### Instructions to follow
Reproduce the passage of the forum thread about the Picard error that begins at the words "Not sure if" and stops after "do it now :-)".

BEGIN Page text

Hi @Geraldine_VdAuwera,
I've run it now, following your suggestion. there's a couple of errors but picard doesn't crash as with the recalibrated one.
Not sure if this could point us somewhere, what do you think?
thank you very much!
Hmm, it does sound like GATK introduced the error somewhere. Is the bam you tested just now the pre-recalibration one, or the original before any GATK processing? And can you post all command lines that were performed on the bams?
Actually, before you do anything else, try rebuilding the index file for the problem bam. Sometimes it's just the index that got corrupted somehow.
ok, just a second and I'll do it now :-)
the one I tested right now is the original one, before any GATK processing.
tried to rebuild the index of the GATK recalibrated bam file.
both with Picard and with Samtools.
Picard gives the very same error also when building the index
Interestingly (if we can say so) also Samtools gives a slightly different error message
and the two indexes have indeed a different size
I tried to run Picard Validation with both indexes, and they both give the same error as before.

END Page text
BEGIN Excerpted data

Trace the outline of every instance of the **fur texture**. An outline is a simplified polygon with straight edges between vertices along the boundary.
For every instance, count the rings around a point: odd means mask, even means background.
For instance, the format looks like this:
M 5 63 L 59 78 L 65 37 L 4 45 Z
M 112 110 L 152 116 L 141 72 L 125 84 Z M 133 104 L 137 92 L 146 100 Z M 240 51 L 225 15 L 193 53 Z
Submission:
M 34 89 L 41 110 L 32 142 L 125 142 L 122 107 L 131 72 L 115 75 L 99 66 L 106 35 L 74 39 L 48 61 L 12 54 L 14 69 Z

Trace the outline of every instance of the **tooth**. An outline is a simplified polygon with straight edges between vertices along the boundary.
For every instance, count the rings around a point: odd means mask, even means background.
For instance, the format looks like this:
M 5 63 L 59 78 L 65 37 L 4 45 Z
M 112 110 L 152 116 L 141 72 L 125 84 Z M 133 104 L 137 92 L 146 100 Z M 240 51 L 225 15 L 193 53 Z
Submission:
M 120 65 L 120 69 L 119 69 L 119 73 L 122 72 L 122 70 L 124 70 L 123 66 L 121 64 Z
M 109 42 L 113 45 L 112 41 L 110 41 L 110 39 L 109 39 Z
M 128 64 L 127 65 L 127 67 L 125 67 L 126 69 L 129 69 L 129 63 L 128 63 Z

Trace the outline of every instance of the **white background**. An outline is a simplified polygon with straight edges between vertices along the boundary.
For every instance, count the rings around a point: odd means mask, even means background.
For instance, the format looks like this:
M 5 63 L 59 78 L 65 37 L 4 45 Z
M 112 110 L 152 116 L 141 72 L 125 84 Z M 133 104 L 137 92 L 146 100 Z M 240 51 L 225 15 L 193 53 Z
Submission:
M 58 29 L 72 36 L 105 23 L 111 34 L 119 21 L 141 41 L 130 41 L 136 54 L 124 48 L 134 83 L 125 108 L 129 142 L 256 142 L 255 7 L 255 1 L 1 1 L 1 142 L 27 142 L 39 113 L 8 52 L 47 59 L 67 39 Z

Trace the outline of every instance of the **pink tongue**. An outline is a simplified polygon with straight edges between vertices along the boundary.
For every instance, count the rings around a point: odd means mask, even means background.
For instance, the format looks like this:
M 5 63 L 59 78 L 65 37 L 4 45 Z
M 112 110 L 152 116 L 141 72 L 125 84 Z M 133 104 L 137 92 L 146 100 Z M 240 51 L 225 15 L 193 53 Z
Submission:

END Excerpted data

### Solved exercise
Not sure if this could point us somewhere, what do you think?
thank you very much!
Hmm, it does sound like GATK introduced the error somewhere. Is the bam you tested just now the pre-recalibration one, or the original before any GATK processing? And can you post all command lines that were performed on the bams?
Actually, before you do anything else, try rebuilding the index file for the problem bam. Sometimes it's just the index that got corrupted somehow.
ok, just a second and I'll do it now :-)